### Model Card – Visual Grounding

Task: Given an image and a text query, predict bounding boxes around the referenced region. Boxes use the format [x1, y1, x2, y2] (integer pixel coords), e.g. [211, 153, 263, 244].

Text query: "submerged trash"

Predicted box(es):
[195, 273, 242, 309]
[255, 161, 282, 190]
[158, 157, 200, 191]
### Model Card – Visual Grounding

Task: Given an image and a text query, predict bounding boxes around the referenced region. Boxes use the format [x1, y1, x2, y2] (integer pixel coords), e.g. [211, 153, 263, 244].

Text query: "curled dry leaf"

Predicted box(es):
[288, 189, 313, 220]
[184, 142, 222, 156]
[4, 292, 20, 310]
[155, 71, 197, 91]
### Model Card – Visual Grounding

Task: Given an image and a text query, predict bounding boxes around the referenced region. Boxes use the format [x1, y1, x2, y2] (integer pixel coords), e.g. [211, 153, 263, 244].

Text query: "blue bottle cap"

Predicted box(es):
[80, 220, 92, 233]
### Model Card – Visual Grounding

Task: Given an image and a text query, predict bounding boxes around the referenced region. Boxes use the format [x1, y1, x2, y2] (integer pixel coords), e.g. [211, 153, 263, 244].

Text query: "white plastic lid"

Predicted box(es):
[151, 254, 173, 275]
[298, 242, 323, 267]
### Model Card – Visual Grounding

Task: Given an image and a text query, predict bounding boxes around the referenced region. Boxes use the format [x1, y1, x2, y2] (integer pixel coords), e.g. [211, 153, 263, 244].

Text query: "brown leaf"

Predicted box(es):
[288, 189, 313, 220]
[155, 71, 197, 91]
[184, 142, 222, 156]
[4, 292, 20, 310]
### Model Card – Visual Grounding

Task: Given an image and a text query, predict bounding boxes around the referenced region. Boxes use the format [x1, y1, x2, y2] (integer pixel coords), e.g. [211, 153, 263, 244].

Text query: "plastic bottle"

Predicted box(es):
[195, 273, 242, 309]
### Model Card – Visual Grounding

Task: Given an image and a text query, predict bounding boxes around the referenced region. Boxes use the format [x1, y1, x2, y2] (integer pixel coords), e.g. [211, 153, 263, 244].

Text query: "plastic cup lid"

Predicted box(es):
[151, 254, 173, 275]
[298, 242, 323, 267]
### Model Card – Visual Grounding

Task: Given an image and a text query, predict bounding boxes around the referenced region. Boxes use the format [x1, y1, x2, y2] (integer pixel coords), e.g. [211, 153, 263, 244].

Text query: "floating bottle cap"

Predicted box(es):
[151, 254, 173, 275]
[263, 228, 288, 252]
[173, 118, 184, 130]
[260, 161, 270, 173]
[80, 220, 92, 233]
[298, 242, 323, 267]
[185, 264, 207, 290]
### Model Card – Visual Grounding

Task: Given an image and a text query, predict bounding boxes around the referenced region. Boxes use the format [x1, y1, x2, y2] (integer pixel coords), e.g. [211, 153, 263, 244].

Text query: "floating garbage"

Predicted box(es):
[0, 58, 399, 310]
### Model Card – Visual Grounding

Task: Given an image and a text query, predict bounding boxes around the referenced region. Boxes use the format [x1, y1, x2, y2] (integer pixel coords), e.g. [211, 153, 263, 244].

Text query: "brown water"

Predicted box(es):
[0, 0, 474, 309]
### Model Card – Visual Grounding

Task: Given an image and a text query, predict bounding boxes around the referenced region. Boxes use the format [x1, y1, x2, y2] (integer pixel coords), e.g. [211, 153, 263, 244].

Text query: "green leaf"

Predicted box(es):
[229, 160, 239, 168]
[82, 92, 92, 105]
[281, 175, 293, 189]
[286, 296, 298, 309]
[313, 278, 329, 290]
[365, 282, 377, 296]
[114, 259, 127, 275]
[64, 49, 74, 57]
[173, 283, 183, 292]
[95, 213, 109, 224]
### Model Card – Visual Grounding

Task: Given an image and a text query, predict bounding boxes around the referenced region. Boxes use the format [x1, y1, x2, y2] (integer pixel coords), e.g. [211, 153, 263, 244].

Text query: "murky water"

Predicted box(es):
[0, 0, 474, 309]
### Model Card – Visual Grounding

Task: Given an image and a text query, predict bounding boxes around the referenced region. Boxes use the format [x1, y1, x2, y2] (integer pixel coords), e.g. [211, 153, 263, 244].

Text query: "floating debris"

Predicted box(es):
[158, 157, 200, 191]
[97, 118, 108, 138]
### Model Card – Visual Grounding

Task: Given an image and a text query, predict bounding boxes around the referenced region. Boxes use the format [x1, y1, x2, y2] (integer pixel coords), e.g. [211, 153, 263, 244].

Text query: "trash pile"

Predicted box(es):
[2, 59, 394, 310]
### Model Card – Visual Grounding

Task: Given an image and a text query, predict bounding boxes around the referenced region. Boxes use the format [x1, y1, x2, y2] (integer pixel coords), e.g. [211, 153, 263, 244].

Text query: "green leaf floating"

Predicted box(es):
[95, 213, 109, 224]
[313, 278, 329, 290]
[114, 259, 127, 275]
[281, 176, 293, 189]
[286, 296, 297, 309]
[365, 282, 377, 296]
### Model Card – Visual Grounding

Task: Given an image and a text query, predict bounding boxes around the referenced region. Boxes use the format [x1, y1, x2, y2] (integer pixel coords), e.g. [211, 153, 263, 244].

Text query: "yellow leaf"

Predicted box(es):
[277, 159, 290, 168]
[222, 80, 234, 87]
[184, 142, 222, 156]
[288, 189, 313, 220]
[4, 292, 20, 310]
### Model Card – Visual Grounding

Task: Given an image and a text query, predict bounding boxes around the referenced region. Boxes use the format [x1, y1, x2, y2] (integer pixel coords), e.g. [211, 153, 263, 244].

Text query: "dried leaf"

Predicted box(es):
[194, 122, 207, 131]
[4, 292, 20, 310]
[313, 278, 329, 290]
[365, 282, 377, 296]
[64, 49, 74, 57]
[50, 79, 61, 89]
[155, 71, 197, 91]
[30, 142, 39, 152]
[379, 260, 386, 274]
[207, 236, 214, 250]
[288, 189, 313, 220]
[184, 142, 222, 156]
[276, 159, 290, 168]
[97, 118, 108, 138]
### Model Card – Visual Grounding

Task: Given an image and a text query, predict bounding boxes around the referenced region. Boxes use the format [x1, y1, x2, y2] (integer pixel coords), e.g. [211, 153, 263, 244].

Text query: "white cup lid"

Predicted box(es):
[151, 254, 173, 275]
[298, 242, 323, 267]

· · · ·

Return every line of the items above that contains the string "trash", with case counting.

## FINAL RESULT
Text query: "submerged trash"
Text query: "trash pile"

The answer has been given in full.